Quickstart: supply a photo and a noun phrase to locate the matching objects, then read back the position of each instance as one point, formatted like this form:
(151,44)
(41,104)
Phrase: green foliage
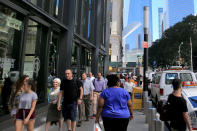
(165,50)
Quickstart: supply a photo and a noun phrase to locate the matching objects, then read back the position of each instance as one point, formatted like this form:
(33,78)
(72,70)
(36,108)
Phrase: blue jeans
(69,111)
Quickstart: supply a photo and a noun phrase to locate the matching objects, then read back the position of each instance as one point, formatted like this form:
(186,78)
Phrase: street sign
(145,44)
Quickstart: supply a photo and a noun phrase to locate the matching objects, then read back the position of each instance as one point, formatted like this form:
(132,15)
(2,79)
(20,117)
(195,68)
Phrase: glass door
(35,56)
(53,57)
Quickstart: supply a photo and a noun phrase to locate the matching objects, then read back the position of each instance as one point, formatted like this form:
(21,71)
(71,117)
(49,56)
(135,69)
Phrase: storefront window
(75,54)
(85,60)
(52,7)
(77,16)
(35,58)
(11,26)
(53,54)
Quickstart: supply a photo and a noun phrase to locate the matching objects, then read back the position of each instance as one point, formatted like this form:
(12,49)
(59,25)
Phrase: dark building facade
(44,37)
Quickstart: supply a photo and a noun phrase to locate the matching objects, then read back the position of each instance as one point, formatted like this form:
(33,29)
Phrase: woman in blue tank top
(114,106)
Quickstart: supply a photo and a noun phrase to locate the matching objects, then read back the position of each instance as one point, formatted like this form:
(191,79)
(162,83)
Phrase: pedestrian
(114,106)
(6,92)
(99,86)
(179,116)
(17,89)
(26,111)
(53,114)
(71,90)
(87,98)
(129,86)
(91,76)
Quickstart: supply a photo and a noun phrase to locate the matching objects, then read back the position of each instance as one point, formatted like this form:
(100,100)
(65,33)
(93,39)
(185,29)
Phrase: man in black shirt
(178,106)
(72,91)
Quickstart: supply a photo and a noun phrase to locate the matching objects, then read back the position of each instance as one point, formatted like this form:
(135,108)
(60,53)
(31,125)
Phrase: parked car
(190,94)
(161,85)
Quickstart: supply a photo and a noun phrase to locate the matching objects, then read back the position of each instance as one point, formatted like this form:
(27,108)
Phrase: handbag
(97,127)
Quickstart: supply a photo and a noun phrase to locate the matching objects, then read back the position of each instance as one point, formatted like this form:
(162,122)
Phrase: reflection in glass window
(53,54)
(170,77)
(75,52)
(89,17)
(52,7)
(11,28)
(186,76)
(35,56)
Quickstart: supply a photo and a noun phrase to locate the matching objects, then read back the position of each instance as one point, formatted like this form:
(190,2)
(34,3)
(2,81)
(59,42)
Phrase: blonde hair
(58,80)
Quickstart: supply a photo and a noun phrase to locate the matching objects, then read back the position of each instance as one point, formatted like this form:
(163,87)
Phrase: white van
(161,85)
(190,95)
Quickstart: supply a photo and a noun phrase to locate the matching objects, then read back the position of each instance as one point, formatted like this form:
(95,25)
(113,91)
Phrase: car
(161,85)
(151,75)
(189,93)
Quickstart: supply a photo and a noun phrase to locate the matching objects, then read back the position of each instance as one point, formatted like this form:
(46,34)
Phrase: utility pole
(180,53)
(146,26)
(191,54)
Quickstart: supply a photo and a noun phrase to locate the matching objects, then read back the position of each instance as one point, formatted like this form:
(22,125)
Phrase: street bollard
(152,115)
(149,105)
(145,107)
(159,125)
(145,97)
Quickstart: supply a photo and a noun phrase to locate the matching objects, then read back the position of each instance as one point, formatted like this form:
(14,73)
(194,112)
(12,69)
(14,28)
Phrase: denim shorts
(69,111)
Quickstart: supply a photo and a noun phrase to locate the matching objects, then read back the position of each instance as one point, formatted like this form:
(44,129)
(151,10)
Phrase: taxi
(189,92)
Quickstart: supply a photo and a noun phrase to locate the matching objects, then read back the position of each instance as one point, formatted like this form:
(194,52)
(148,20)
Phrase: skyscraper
(116,30)
(176,10)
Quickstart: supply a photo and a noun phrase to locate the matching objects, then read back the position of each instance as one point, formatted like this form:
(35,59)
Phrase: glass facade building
(40,38)
(177,10)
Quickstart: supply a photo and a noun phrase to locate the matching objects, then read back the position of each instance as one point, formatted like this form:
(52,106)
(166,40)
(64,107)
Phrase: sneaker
(93,116)
(79,124)
(87,119)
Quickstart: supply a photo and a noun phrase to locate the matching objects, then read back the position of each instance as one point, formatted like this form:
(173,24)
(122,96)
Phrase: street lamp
(180,53)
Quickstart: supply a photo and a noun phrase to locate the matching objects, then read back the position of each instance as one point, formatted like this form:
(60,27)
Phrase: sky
(133,12)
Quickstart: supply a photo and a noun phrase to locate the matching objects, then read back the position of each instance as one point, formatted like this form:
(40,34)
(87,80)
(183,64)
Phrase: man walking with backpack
(99,85)
(72,92)
(179,120)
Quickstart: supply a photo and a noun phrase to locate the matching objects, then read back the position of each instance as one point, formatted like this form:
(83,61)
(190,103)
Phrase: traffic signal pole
(146,25)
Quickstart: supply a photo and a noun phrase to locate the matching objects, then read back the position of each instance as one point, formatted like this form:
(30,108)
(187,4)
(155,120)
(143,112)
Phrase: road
(137,124)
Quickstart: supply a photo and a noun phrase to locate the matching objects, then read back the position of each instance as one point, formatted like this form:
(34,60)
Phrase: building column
(97,36)
(107,36)
(66,40)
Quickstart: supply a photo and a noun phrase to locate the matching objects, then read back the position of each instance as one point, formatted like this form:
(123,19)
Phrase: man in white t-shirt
(129,86)
(91,77)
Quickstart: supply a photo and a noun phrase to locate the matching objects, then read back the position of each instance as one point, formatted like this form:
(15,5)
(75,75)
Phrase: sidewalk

→ **GOAL**: Show each line of the records that contains the word "window".

→ **EXERCISE RESULT**:
Phrase: storefront window
Phrase: reflection in glass window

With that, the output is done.